## Exercise prompt
Print the lines of the listing below without alteration, beginning at the line that contains "175H217L209 134L200 128L145" and ending after the line that contains "positive clicks: (146, 129)".

## Data extract
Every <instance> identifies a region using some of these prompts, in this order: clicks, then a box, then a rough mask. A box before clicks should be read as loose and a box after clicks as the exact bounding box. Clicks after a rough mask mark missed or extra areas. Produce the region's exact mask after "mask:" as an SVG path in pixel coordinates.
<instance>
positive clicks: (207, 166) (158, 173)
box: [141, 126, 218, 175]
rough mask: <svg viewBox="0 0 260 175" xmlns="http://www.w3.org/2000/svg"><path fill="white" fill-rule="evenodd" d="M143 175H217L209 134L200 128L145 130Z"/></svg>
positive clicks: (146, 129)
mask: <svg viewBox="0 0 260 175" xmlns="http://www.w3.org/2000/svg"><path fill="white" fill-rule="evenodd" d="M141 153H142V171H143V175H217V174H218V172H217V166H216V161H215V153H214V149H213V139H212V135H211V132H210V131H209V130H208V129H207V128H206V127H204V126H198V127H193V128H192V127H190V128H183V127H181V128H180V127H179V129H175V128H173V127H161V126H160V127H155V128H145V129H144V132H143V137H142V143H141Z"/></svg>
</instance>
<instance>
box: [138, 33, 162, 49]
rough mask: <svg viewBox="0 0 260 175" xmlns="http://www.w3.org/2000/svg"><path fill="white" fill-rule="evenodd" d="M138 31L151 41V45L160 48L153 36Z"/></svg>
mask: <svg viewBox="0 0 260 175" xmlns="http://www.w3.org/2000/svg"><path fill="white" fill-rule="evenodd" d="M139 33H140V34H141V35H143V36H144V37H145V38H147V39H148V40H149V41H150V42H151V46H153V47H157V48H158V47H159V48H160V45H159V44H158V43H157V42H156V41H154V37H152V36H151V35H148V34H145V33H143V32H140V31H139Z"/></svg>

## Reply
rough mask: <svg viewBox="0 0 260 175" xmlns="http://www.w3.org/2000/svg"><path fill="white" fill-rule="evenodd" d="M143 175H217L209 134L200 128L145 130Z"/></svg>
positive clicks: (146, 129)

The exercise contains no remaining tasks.